Yönergeler:
1 - Aşağıdaki sayfada "oysa, sentetik bir şiir" diye başlayan paragrafı ana bilgilerini koruyarak daha kısa yazın.
2 - Aşağıdaki sayfada aktarılan sözlere göre MHP milletvekili, Salkım Hanımın Taneleri filmini hangi devlet kurumunun desteklediğini söylüyor?

Salkım Hanımın Taneleri film nedeniyle son günlerde koparılan fırtına, böyle bir fırtına değil miydi ki? bir MHP milletvekili, “nasıl oluyor da bizim olan bize ait olana karşı bir anlayışı film haline getirebiliyorsunuz? ve nasıl oluyor da böyle bir filmi TRT gibi bir devlet kurumu destekliyor ve çekilmesine destek oluyor?” diye, haykırmadı mı tv ekranlarında? ve tüm bunları ulus adına, bu ulusun insanları adına yaptığını üstüne basa basa söylemedi mi?
oysa, sentetik bir şiir oluşturmayı denemenin birçok olanağı getireceğini bilmemiz gerekiyor. sentetik bir şiir, yapılan, yazılan, kurgulanan... bir şiirdir. böyle bir şiir size, içinde yaşadığınız bireysel/ toplumsal/ fiziksel/ bilimsel.... tüm koşullardan yararlanma olanaklarını sunar ve salt sunmakla kalmaz, bunları bir zorunluluk olarak dayatır da... siz istediğiniz kadar organik bir yapılaşmadan yana olun, bunun gereğini yapamazsınız. içinde yaşadığınız koşullar size onu yaptırmaz; yapmanızı önler.

Satırlar:

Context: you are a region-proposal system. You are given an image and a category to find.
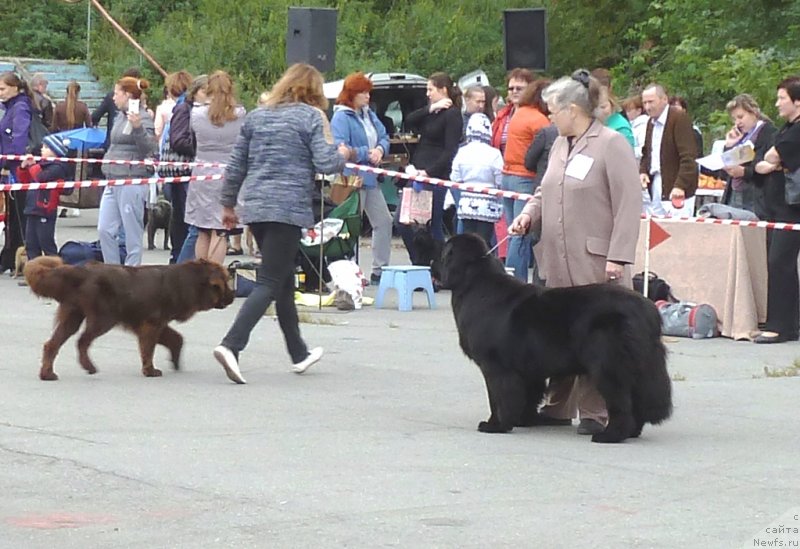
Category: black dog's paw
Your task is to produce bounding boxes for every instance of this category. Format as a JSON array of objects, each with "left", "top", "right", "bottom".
[
  {"left": 592, "top": 431, "right": 626, "bottom": 444},
  {"left": 478, "top": 421, "right": 511, "bottom": 433}
]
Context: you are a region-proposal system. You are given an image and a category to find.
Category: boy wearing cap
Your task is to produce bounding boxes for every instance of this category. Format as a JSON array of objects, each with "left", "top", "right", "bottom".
[
  {"left": 450, "top": 113, "right": 503, "bottom": 246},
  {"left": 17, "top": 135, "right": 72, "bottom": 259}
]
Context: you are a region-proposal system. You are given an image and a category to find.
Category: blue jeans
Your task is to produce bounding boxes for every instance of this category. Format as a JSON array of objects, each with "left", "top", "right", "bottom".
[
  {"left": 222, "top": 223, "right": 308, "bottom": 364},
  {"left": 450, "top": 189, "right": 465, "bottom": 234},
  {"left": 177, "top": 225, "right": 197, "bottom": 263},
  {"left": 502, "top": 174, "right": 539, "bottom": 282}
]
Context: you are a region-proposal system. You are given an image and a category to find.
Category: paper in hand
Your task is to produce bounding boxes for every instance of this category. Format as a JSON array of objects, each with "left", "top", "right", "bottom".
[{"left": 696, "top": 141, "right": 756, "bottom": 171}]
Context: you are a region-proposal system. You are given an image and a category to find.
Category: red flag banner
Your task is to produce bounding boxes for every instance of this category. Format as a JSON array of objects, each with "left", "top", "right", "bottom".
[{"left": 648, "top": 219, "right": 672, "bottom": 250}]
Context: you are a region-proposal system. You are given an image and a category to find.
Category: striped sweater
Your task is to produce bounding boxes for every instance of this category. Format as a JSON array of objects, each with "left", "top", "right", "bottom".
[{"left": 222, "top": 103, "right": 345, "bottom": 227}]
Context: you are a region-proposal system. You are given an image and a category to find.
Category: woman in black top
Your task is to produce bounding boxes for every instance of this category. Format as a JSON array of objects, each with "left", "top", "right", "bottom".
[
  {"left": 722, "top": 93, "right": 778, "bottom": 216},
  {"left": 398, "top": 72, "right": 463, "bottom": 264},
  {"left": 754, "top": 77, "right": 800, "bottom": 343}
]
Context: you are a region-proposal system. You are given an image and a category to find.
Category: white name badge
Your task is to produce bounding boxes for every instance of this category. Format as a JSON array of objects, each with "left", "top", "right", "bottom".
[{"left": 566, "top": 153, "right": 594, "bottom": 181}]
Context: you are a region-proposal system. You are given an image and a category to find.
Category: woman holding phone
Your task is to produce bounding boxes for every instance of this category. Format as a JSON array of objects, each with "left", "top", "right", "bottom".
[{"left": 97, "top": 76, "right": 158, "bottom": 266}]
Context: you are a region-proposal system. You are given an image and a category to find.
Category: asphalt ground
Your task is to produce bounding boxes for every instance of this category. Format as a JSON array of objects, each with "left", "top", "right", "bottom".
[{"left": 0, "top": 210, "right": 800, "bottom": 548}]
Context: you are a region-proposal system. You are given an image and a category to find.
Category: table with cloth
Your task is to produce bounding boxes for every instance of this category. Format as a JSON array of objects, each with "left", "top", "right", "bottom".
[{"left": 634, "top": 220, "right": 767, "bottom": 339}]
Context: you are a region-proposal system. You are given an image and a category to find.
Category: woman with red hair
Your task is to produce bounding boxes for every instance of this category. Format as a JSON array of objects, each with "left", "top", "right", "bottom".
[{"left": 331, "top": 72, "right": 392, "bottom": 284}]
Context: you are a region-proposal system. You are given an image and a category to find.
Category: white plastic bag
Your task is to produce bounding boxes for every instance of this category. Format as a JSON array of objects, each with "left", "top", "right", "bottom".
[{"left": 300, "top": 218, "right": 344, "bottom": 246}]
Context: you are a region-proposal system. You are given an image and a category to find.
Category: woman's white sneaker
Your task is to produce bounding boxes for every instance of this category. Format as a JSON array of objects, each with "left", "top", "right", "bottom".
[
  {"left": 292, "top": 347, "right": 322, "bottom": 374},
  {"left": 214, "top": 345, "right": 247, "bottom": 385}
]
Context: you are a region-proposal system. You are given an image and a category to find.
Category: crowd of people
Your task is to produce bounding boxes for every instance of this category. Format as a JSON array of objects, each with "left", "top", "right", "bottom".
[{"left": 0, "top": 64, "right": 800, "bottom": 396}]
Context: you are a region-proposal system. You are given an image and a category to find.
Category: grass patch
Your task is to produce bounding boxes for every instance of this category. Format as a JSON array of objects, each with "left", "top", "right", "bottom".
[{"left": 754, "top": 360, "right": 800, "bottom": 377}]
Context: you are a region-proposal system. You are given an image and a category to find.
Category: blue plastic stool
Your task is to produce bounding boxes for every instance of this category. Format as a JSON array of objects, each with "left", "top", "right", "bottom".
[{"left": 375, "top": 265, "right": 436, "bottom": 311}]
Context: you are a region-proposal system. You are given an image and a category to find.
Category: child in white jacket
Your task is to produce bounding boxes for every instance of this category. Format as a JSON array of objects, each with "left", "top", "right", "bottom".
[{"left": 450, "top": 113, "right": 503, "bottom": 246}]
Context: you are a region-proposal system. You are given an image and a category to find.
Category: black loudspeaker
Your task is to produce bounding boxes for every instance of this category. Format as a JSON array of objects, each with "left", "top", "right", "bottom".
[
  {"left": 286, "top": 8, "right": 338, "bottom": 72},
  {"left": 503, "top": 8, "right": 547, "bottom": 71}
]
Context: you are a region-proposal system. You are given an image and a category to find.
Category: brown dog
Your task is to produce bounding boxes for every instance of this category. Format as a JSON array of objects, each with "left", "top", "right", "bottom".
[
  {"left": 25, "top": 256, "right": 233, "bottom": 380},
  {"left": 14, "top": 246, "right": 28, "bottom": 278}
]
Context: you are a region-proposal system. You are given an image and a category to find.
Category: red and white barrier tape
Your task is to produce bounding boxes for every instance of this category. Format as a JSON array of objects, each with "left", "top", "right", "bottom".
[
  {"left": 346, "top": 162, "right": 533, "bottom": 201},
  {"left": 0, "top": 174, "right": 222, "bottom": 192},
  {"left": 0, "top": 154, "right": 227, "bottom": 168},
  {"left": 642, "top": 215, "right": 800, "bottom": 231},
  {"left": 6, "top": 154, "right": 800, "bottom": 231}
]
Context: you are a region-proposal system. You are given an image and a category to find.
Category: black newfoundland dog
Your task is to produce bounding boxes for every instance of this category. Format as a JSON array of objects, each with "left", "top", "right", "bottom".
[{"left": 436, "top": 234, "right": 672, "bottom": 442}]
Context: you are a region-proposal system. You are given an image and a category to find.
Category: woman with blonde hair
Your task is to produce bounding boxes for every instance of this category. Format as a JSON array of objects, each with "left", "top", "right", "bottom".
[
  {"left": 721, "top": 93, "right": 781, "bottom": 215},
  {"left": 214, "top": 63, "right": 353, "bottom": 383},
  {"left": 97, "top": 76, "right": 158, "bottom": 266},
  {"left": 50, "top": 80, "right": 92, "bottom": 132},
  {"left": 184, "top": 71, "right": 245, "bottom": 264}
]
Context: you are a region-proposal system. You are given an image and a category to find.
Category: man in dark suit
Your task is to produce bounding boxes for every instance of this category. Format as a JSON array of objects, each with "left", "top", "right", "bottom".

Doğru cevaplar:
1 - Sentetik bir şiir denemek birçok olanak getirir. Sentetik şiir yapılan, yazılan, kurgulanan bir şiirdir. İçinde yaşanan bireysel, toplumsal, fiziksel, bilimsel koşullardan yararlanma olanağını sunar, hatta bunu zorunlu kılar. Organik bir yapılaşmadan yana olunsa bile bu koşullar onun gereğini yapmayı önler.

2 - TRT.